### Text extract
○ ○ ○
The Real Answer Requires An Extensive Analysis
The quick answer is yes. However, what is clearly up for debate is the type of golf experience a municipal facility should provide and how it should be funded?
The top golf courses share these characteristics:
- They all located in the 16 states within the top 20 core-based statistical areas in the United States, where demand vastly exceeds supply. They average 7,831 golfers per 18 holes within a 10-mile radius.
- The annual spending by residents for golf within 10 miles per 18 holes averages $9.4 million.
- The median MOSAIC profile index, which reflects the attitudinal behavior of residents within 10 miles to golf, is a negative -.97% which indicates that the ideal golf course would have a slope rating of 120 which, ironically, is the average slope rating of a golf course built before 1980.
In contrast, the bottom 100 share these characteristics:
- Supply vastly exceeds demand as they average only 488 golfers per 18 holes within a 10-mile radius.
- The annual spending for golf by residents within 10 miles per 18 holes averages $356,740.
- The median MOSAIC profile index, which reflects the attitudinal behavior of residents within 10 miles to golf, is a negative -.23.06% which indicates that the ideal golf course would have to be an entry level facility with a slope rating of 113, an executive length golf course or a par three facility.
The characteristics of the winners vs. the losers are clear and provide a lesson to the 2,480 municipal golf courses in America.
○ ○ ○
### Items
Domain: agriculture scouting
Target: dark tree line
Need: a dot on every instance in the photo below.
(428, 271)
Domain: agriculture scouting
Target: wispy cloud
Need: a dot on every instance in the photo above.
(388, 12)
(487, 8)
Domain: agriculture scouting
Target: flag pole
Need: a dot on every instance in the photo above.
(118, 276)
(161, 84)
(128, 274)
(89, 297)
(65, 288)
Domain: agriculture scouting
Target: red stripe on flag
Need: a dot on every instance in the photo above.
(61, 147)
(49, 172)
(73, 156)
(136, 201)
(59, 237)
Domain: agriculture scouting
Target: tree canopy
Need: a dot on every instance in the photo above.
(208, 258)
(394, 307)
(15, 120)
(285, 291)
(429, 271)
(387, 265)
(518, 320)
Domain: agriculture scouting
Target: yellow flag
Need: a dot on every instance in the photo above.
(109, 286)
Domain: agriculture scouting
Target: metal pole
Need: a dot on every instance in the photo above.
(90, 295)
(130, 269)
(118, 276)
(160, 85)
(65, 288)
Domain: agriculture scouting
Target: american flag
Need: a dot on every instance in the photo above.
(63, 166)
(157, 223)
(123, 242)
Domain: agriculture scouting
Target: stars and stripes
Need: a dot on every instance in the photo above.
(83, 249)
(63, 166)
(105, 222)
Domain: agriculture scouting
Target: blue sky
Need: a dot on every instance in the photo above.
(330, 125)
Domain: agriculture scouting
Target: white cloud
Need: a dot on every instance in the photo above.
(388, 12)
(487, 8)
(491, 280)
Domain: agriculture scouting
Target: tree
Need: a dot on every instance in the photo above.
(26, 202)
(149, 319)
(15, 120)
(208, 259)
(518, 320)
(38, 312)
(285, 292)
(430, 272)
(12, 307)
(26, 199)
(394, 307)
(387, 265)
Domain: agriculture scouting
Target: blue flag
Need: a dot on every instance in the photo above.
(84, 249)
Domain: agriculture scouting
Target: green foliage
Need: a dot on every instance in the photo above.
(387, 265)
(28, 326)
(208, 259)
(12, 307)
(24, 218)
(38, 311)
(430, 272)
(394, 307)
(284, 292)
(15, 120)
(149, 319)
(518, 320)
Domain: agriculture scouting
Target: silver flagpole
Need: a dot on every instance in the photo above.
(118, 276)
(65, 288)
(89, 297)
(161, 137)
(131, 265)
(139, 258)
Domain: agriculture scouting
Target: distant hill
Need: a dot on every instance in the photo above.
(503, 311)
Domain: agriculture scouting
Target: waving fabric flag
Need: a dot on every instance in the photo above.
○ ○ ○
### Tasks and exercises
(1) Name every type of facility that the municipal golf text identifies as ideal for the bottom 100 courses.
(2) Pick up the municipal golf text at its final sentence and carry it forward.

### Answer set
(1)
- An entry level facility with a slope rating of 113
- An executive length golf course
- A par three facility

(2)
In the national model for a City focusing on the allocation of their resources, governments are typically engaged in those activities necessary to provide a quality of life that private enterprise would not engage in as highlighted below:
THE HARSH REALITY
The harsh reality is that every municipal golf course could close in America, and citizens would not be denied the opportunity to play golf. Albeit, it might be more expensive, less convenient, and perhaps more time-consuming. Every individual who desires to play golf would have the opportunity on over 8,500 daily fee or 3,750 private golf facilities in America.
The argument frequently made by golfers is that Cities subsidize parks, pools, and libraries, and so golf courses should be allocated the same level of financial support, falls on deaf ears, at least to me. There is no economic incentive for private enterprise to fund open park space, pools, libraries, or many of the other social services the government provides to enhance the quality of life for its residents. Golf is different. There are viable alternatives beyond municipal golf courses.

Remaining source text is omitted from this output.